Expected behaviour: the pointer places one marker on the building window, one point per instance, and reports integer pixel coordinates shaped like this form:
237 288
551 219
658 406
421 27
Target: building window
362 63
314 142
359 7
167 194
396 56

════

EXERCISE BRIEF: A faithful, complete reproduction of the listing above is requested.

TASK RESPONSE:
Expected behaviour: the pointer places one marker on the building window, one point per instance, and reports integer pixel coordinates shaped like this form:
237 288
551 219
658 406
421 27
Target: building window
362 63
314 142
359 7
167 194
396 56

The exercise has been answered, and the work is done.